Одной из особенностей работы с химически зависимыми пациентами является точный выбор психотерапевтом интенсивности стрессора в соответствии с теми возможностями к совладанию, которыми располагает пациент на данном этапе. Иначе говоря, очень важно, чтобы после каждого занятия пациент уходил от терапевта с состоянием, лучшим, сравнительно с начальным, чего добиться нелегко, ибо любая работа с симптомом во время сессии в той или иной мере провоцирует его обострение. Поэтому в качестве завершения сессии с химически зависимыми пациентами, особенно проходящими амбулаторное лечение, на наш взгляд, необходимо использовать любые психотерапевтические методы, снижающие уровень напряжения и тревоги. В первую очередь данное условие касается первых месяцев работы, когда стресс, вызванный отказом от психоактивного вещества, как правило, превышает копинг-возможности пациентов.

# [ВЫДЕРЖКИ ИЗ ЗАПИСЕЙ]
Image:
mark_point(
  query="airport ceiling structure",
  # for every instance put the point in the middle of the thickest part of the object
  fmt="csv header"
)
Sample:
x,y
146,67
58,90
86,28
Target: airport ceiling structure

# [ЧТО НУЖНО СДЕЛАТЬ]
Извлеките из фрагмента о работе с химически зависимыми пациентами часть, которая открывается словами «Одной из особенностей» и заканчивается словами «превышает копинг-возможности пациентов.», ничего в ней не меняя.

# [ОТВЕТ НА ЗАДАНИЕ]
Одной из особенностей работы с химически зависимыми пациентами является точный выбор психотерапевтом интенсивности стрессора в соответствии с теми возможностями к совладанию, которыми располагает пациент на данном этапе. Иначе говоря, очень важно, чтобы после каждого занятия пациент уходил от терапевта с состоянием, лучшим, сравнительно с начальным, чего добиться нелегко, ибо любая работа с симптомом во время сессии в той или иной мере провоцирует его обострение. Поэтому в качестве завершения сессии с химически зависимыми пациентами, особенно проходящими амбулаторное лечение, на наш взгляд, необходимо использовать любые психотерапевтические методы, снижающие уровень напряжения и тревоги. В первую очередь данное условие касается первых месяцев работы, когда стресс, вызванный отказом от психоактивного вещества, как правило, превышает копинг-возможности пациентов.